Instructions to follow >>
Answer these questions from the article below on Atlantic City casinos.
1. How many Atlantic City casinos will begin the summer season in bankruptcy?
2. What is the legal battle over the Showboat about?
3. Which Atlantic City casino does Carl Icahn already own?

Quoted passage Start Marker

Pickets, bankruptcies as summer profit season arrives for Atlantic City casinos
The crucial summer season will start with three Atlantic City casinos in bankruptcy, and one beset by regular pickets and protests.
And things won't be much easier for former casinos, either. Revel is struggling to reopen, and the Showboat is mired in a legal battle over whether it can be converted into a college campus.
Union members plan to picket Thursday evening outside the Trump Taj Mahal. It will be their seventh protest against the casino or soon-to-be-owner Carl Icahn over health insurance and pension benefits canceled by a bankruptcy judge last fall.
"This is just kicking off the fighting season," said Bob McDevitt, president of Local 54 of the Unite-HERE casino workers union. "We are going to stir the pot, big-time."
Icahn, the billionaire investor who also owns Atlantic City's Tropicana Casino and Resort, is in the process of acquiring the Taj Mahal through bankruptcy court. He has provided money to keep the struggling casino afloat, but insists the benefit cuts and work rule changes that current owner Trump Entertainment Resorts imposed are essential to the casino's long-term survival. Icahn did not respond to requests for comment Wednesday and Thursday, but in the past he has said he will cut off funding and close the casino if the union wins a court appeal to get the benefits reinstated.

Quoted passage End Marker
Data listing Start Marker

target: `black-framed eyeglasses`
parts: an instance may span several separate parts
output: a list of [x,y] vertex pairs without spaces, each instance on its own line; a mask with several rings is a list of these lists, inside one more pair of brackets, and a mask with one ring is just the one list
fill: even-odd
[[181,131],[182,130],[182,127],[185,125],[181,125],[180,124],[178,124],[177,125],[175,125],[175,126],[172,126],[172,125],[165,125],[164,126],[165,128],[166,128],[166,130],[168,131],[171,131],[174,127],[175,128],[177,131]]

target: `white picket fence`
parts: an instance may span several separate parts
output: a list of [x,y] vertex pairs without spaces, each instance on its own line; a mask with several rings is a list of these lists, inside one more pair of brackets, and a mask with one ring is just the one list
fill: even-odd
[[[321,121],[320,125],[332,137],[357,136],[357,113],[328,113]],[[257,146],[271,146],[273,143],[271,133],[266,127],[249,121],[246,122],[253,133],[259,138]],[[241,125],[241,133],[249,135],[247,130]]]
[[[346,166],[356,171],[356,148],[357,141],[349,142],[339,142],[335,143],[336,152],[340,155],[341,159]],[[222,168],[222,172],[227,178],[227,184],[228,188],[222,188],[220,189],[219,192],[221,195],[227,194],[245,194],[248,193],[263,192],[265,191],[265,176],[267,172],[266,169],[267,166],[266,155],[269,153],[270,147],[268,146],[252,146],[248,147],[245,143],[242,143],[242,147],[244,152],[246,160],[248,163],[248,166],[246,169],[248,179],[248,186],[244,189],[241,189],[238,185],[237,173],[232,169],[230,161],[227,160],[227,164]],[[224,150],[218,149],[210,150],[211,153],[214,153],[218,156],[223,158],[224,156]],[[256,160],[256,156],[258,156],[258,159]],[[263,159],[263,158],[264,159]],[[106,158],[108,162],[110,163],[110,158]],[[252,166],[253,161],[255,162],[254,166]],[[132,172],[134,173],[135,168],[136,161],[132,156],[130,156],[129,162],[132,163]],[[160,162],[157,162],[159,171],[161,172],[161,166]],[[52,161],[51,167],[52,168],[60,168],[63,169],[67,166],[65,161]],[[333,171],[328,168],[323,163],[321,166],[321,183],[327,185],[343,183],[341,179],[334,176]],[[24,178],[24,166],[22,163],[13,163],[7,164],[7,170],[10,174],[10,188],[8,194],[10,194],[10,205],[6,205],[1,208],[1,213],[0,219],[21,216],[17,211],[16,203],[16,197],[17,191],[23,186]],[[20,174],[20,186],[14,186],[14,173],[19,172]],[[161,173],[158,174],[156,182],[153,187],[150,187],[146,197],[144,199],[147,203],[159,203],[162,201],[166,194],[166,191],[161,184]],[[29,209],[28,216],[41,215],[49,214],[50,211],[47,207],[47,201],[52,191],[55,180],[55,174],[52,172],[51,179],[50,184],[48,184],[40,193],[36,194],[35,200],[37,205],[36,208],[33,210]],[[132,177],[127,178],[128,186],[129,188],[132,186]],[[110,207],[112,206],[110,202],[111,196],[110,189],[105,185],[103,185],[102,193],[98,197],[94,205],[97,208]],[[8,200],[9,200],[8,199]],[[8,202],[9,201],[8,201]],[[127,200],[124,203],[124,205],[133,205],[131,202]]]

Data listing End Marker

Task response >>
1. Three.
2. Whether the Showboat can be converted into a college campus.
3. The Tropicana Casino and Resort.